• [Okunacak metin]:
Suriye’de uluslararası güçlerin ve örgütlerin müdahil olması ile birlikte başlayan çatışmalı süreçten kaynaklı olarak harekete geçen mülteci gerçekliği üzerinden Türkiye, Suriye politikasında kendine somut bir sığınak bulmuştur. O günden beridir Türkiye Hükümeti, Halep ile ilgili kırmızı çizgilerini dillendirmeye başlamıştır. Bu kırmızı çizgi, Halep’ten gelecek olan yüksek sayıdaki mülteci üzerinden kendine uluslararası bir meşruiyet alanı kazanmış olsa da gerçekliğin öyle olmadığı uluslararası toplum tarafından artık net olarak anlaşılmıştır. Türkiye, belli bir süredir Neo-Osmanlıcı bir kafa ile hareket ediyor. Bu Neo-Osmanlıcılık, söylemde barış ve insani temeller ile kendine yer etmeye çalışsa da hegemonik bir tutumdan öteye gitmemektedir. Yaşadığımız yüzyılda hegemonya, kendini artık toprak işgalleri üzerinden tanımlamıyor. Sömürgecilik, bunun yerine kolonyalist bir bakış açısı ile düşünce ve sömürü üzerinden kendini şekillendiriyor. Bu küresel gerçekliğe karşın Türkiye, hâlâ kendini toprak kazanmayı önemseyen bir çizgide tutmaktadır.

• [Alıştırma bölümleri]:
(1) Türkiye'nin Suriye politikasını ele alan metne göre şu soruları yanıtlayın:
(a) Türkiye Hükümeti hangi şehirle ilgili kırmızı çizgilerini dillendirmeye başlamıştır?
(b) Türkiye belli bir süredir nasıl bir kafa ile hareket etmektedir?
(c) Yaşadığımız yüzyılda hegemonya kendini artık ne üzerinden tanımlamamaktadır?
(2) Aşağıdaki kayıtlarda yer alan satırların tamamını tek karakter değiştirmeden çıkarın.

• [Listelenen kayıtlar]:
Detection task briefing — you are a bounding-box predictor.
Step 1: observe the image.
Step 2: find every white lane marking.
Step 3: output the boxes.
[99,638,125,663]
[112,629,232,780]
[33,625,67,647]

• [Görev yanıtları]:
(1)
(a) Halep
(b) Neo-Osmanlıcı bir kafa
(c) Toprak işgalleri

(2)
Detection task briefing — you are a bounding-box predictor.
Step 1: observe the image.
Step 2: find every white lane marking.
Step 3: output the boxes.
[99,638,125,663]
[112,629,232,780]
[33,625,67,647]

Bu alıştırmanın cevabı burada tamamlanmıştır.